▶ **Supplied data**:
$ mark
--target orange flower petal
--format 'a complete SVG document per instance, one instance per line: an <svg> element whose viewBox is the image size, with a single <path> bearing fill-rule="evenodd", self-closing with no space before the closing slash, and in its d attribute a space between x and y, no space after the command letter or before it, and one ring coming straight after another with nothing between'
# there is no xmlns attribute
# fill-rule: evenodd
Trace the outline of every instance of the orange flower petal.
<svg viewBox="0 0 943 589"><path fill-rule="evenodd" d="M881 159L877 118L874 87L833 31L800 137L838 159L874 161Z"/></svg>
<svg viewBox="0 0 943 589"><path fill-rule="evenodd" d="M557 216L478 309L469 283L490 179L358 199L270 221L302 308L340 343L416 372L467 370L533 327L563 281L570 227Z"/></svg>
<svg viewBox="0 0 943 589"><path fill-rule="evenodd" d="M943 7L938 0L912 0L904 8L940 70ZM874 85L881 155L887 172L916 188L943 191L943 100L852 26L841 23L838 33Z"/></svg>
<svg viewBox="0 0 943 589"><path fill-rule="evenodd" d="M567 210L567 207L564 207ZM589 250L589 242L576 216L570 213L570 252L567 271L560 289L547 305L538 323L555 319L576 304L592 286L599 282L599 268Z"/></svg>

▶ **Problem**: Retype each line of the entries above with no changes.

▶ **Solution to this task**:
$ mark
--target orange flower petal
--format 'a complete SVG document per instance, one instance per line: an <svg> element whose viewBox is the image size, with a single <path> bearing fill-rule="evenodd", self-closing with no space before the closing slash, and in its d attribute a space between x and y, no space after the command letter or before it, and one ring coming straight after another with nothing between'
# there is no xmlns attribute
# fill-rule: evenodd
Trace the outline of every instance of the orange flower petal.
<svg viewBox="0 0 943 589"><path fill-rule="evenodd" d="M881 159L877 118L874 87L833 31L800 137L838 159L874 161Z"/></svg>
<svg viewBox="0 0 943 589"><path fill-rule="evenodd" d="M557 216L478 309L469 283L490 179L358 199L270 221L302 308L340 343L416 372L467 370L533 327L563 281L570 227Z"/></svg>
<svg viewBox="0 0 943 589"><path fill-rule="evenodd" d="M943 7L938 0L912 0L904 8L940 70ZM874 85L881 155L887 172L916 188L943 191L943 100L852 26L841 23L838 33Z"/></svg>
<svg viewBox="0 0 943 589"><path fill-rule="evenodd" d="M567 210L567 207L564 207ZM589 250L589 242L576 216L570 213L570 252L567 271L560 289L547 305L538 323L555 319L576 304L592 286L599 282L599 268Z"/></svg>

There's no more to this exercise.